Einstein Velocity Addition for a Moving Charge in a Wire

[CDL]

Homework Statement

I am reading through Griffiths' Electrodynamics, and I have come to the scenario in the Relativity chapter where in an inertial reference frame $S$, we have a wire, with positive charges (linear density $\lambda$) moving to the right at speed $v$, and negative charges ($\rho = - \lambda$) moving to the left also at speed $v$.

There is also charged particle moving to the right at speed $u < v$, a perpendicular distance $s$ from the wire.

Griffiths writes that the velocities of the right and left moving wires, $v_+$ and $v_-$ respectively, according to an observer moving along with the charge moving with speed $u$ (let's say in frame $\bar{S}$) are $v_{\pm} = \frac{v \mp u}{1 \mp \frac{vu}{c^2}}.$ This doesn't agree with my attempt.

WHAT TO WORK ON:
(1) In the wire described in the relativity thread, in which direction and at what speed do the negative charges move in frame $S$?
(2) Reproduce the stretch of the relativity thread from "Einstein Velocity Addition" through "at speed $v$.".
The rows after this sentence play no part in this work.

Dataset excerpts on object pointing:
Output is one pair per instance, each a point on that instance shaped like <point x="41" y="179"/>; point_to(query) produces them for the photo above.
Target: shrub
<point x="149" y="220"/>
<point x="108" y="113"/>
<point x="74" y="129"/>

FULL ANSWERS:
(1) They move to the left at speed $v$.

(2)
Einstein Velocity Addition for a Moving Charge in a Wire

[CDL]

Homework Statement

I am reading through Griffiths' Electrodynamics, and I have come to the scenario in the Relativity chapter where in an inertial reference frame $S$, we have a wire, with positive charges (linear density $\lambda$) moving to the right at speed $v$, and negative charges ($\rho = - \lambda$) moving to the left also at speed $v$.